Goal of the exercise: Find the lines below that contain the string "positive". Copy each one.

Records provided:
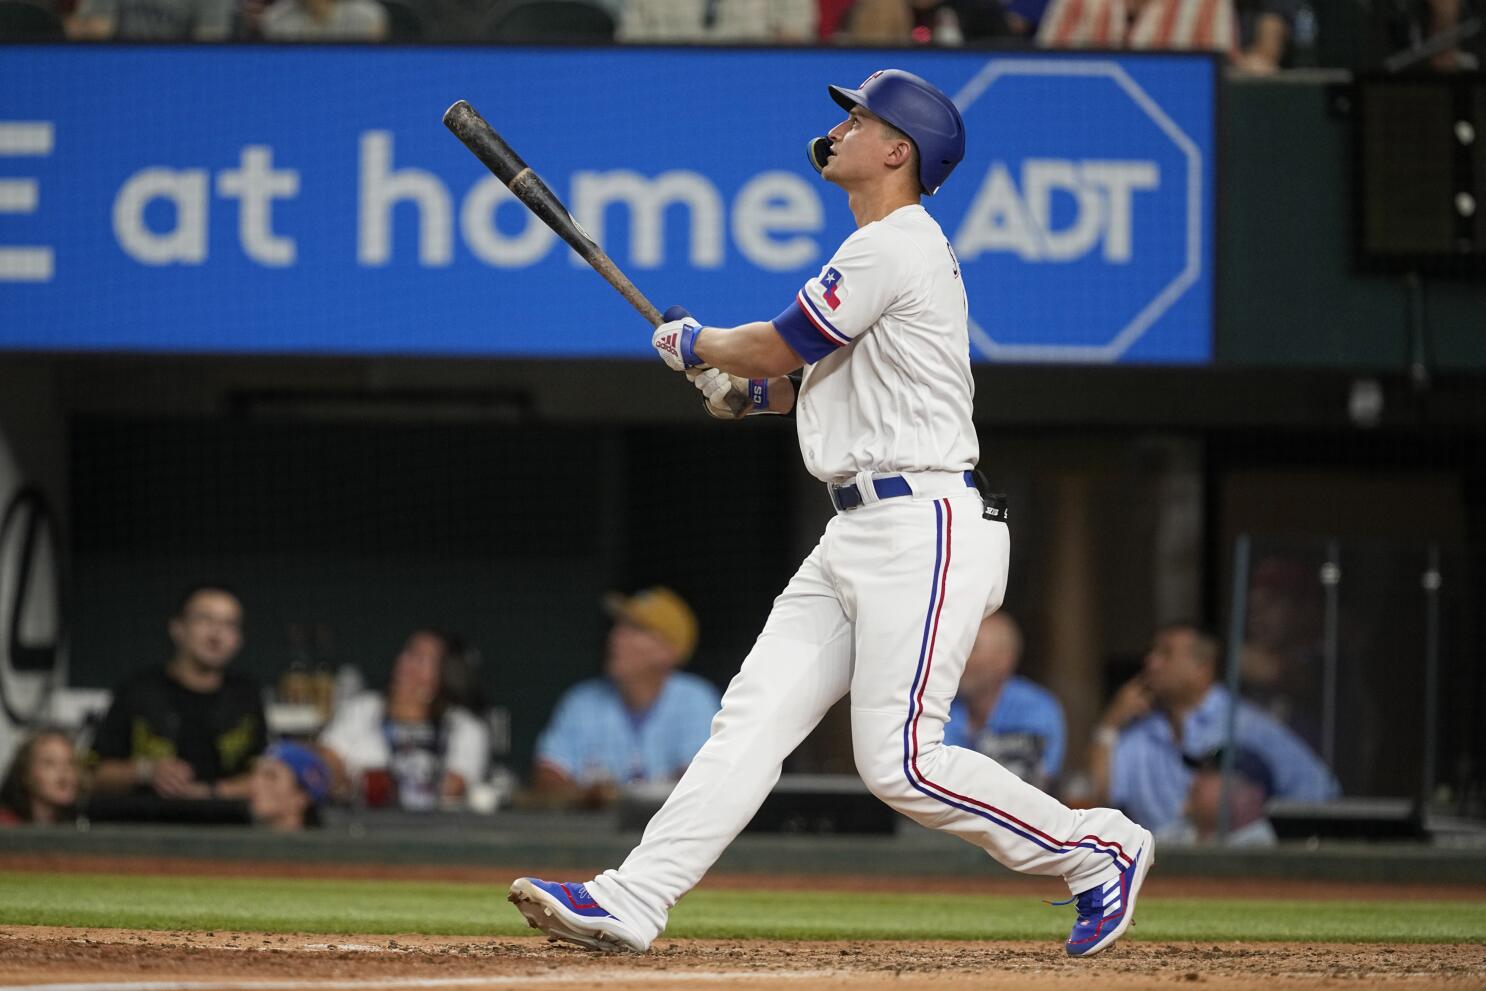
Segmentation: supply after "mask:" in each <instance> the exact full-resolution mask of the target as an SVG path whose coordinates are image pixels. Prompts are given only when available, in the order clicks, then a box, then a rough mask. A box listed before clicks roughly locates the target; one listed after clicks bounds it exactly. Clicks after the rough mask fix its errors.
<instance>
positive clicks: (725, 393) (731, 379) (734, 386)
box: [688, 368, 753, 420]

--

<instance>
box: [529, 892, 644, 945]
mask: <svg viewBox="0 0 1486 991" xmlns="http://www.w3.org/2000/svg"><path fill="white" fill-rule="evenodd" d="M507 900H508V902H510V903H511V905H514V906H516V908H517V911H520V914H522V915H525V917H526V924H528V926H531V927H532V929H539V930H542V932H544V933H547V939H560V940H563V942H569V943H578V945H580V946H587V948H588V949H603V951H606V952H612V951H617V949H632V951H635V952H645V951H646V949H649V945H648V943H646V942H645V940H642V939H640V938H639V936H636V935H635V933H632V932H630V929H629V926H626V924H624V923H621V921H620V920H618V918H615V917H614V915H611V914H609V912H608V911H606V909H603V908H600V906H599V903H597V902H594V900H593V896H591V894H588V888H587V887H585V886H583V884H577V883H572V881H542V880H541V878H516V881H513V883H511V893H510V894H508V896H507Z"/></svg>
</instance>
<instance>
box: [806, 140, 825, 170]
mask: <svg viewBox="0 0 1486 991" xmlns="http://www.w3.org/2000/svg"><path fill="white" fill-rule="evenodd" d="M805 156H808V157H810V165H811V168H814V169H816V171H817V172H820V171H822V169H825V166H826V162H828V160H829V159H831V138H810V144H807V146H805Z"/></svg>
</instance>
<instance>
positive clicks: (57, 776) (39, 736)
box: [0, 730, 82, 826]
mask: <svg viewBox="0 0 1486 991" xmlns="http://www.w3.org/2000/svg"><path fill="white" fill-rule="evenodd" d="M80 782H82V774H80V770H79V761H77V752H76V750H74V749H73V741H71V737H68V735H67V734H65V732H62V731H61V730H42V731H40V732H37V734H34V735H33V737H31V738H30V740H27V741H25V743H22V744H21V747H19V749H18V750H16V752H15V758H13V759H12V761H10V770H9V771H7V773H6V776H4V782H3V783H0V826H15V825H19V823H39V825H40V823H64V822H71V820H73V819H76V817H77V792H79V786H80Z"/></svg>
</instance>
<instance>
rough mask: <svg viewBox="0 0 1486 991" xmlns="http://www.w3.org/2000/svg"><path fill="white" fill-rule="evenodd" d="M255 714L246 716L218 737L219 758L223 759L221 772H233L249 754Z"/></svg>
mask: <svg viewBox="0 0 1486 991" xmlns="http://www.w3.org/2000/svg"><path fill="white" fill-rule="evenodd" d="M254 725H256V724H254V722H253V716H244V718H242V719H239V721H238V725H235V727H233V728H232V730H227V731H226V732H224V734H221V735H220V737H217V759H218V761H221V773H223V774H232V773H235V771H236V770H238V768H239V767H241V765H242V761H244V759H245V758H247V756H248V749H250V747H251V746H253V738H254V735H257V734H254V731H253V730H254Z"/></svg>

Solved problem:
positive clicks: (725, 393) (731, 379) (734, 386)
positive clicks: (57, 776) (39, 736)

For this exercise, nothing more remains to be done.